TO DO | Lines from the top of the entries through the line that has "List the mask of every instance of the white" must be duplicated exactly, and no others.

*****

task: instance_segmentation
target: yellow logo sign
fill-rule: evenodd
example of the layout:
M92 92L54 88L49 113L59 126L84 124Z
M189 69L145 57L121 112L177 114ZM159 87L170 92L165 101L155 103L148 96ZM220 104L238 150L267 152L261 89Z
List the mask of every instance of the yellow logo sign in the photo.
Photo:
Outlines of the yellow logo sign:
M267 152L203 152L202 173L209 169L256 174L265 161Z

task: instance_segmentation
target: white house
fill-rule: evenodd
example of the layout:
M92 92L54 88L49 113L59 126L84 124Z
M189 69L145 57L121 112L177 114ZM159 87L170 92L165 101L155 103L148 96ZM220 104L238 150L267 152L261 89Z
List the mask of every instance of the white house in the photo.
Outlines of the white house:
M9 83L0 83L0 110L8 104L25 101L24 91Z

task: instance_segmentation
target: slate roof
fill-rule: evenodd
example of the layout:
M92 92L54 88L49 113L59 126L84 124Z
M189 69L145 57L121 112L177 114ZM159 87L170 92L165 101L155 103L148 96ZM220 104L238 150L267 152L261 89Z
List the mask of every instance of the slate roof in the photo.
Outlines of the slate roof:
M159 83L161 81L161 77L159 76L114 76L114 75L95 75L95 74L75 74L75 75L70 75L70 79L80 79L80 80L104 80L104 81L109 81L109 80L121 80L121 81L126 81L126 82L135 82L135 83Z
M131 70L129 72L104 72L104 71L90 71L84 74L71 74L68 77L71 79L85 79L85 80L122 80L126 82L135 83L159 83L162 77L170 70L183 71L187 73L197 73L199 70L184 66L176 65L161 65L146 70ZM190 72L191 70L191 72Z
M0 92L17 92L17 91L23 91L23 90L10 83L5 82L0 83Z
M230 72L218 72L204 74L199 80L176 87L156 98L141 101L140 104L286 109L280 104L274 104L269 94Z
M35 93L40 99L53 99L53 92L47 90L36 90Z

*****

EXERCISE SOLUTION |
task: instance_segmentation
target: yellow logo sign
fill-rule: evenodd
example of the layout:
M92 92L54 88L49 113L59 126L84 124Z
M189 69L145 57L121 112L177 114ZM159 87L170 92L165 101L155 103L148 96ZM220 104L238 150L267 152L261 89Z
List the mask of every instance of the yellow logo sign in the photo.
Photo:
Outlines of the yellow logo sign:
M267 152L203 152L202 173L209 169L256 174L265 161Z

task: instance_segmentation
target: white house
fill-rule: evenodd
example of the layout:
M92 92L54 88L49 113L59 126L84 124Z
M189 69L145 57L121 112L177 114ZM159 87L170 92L165 101L155 103L148 96ZM220 104L238 150L267 152L261 89Z
List the mask of every instance of the white house in the photo.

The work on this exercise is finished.